**Quoted passage**
####################
Monday, December 10, 2018

Sermon for Advent 2: "The God Who Calls"



+ 2ndSunday in Advent – December 9th, 2018 +
Series C: Malachi 3:1-7; Philippians 1:2-11; Luke 3:1-20
Beautiful Savior Lutheran, Milton

Image result for john the baptist

 In the Name of the Father and of the + Son and of the Holy Spirit. Amen.

God is the God who calls. He called Abraham to leave his home to the land the Lord gave him. He called Moses to lead His people out of slavery in Egypt in the exodus. He called David the shepherd boy out of the fields to be anointed king of Israel. 

Later on, God called his prophets to declare his Word to his people Israel; some like Jeremiah and Isaiah are more well-known; others, like Malachi whom we hear today, are lesser known. But God called his prophets not to fame, but to faithfully declare his word. To prepare us for Jesus’ coming.

Behold, I send my messenger, and he will prepare the way before me. And the Lord whom you seek will suddenly come to his temple; and the messenger of the covenant in whom you delight, behold, he is coming, says the Lord of hosts.

At times God calls the most unlikely of people. Saul the persecutor of Christ and His Church is called and turned into Paul the Evangelist and Apostle. A preacher called to deliver the Good News of Jesus Crucified for you as we prepare for Jesus’ coming.

I am sure of this, that he who began a good work in you will bring it to completion at the day of Jesus Christ.
####################
**Provided material**
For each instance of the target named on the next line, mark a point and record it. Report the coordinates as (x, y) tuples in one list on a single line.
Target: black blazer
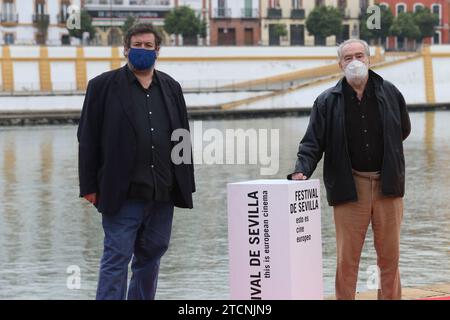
[(326, 135), (107, 140)]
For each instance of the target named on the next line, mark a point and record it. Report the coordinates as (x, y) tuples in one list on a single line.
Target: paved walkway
[(436, 290)]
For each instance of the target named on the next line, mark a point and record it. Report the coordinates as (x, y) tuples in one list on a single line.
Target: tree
[(86, 26), (183, 21), (404, 26), (128, 24), (426, 21), (324, 21), (379, 35)]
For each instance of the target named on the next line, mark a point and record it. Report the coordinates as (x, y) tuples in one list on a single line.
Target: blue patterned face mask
[(141, 59)]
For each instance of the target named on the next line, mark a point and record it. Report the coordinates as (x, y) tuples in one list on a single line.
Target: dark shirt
[(152, 176), (364, 128)]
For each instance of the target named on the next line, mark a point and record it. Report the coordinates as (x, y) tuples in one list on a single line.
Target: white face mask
[(356, 71)]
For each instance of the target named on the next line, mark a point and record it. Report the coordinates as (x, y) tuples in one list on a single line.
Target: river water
[(48, 234)]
####################
Answer these questions from the Advent sermon:
(a) Which church is listed under the sermon's heading?
(b) Which lesser-known prophet does the sermon say is heard that day?
(c) Into whom was Saul turned, according to the sermon?
The items are separate material from the Advent sermon.

(a) Beautiful Savior Lutheran, Milton
(b) Malachi
(c) Paul the Evangelist and Apostle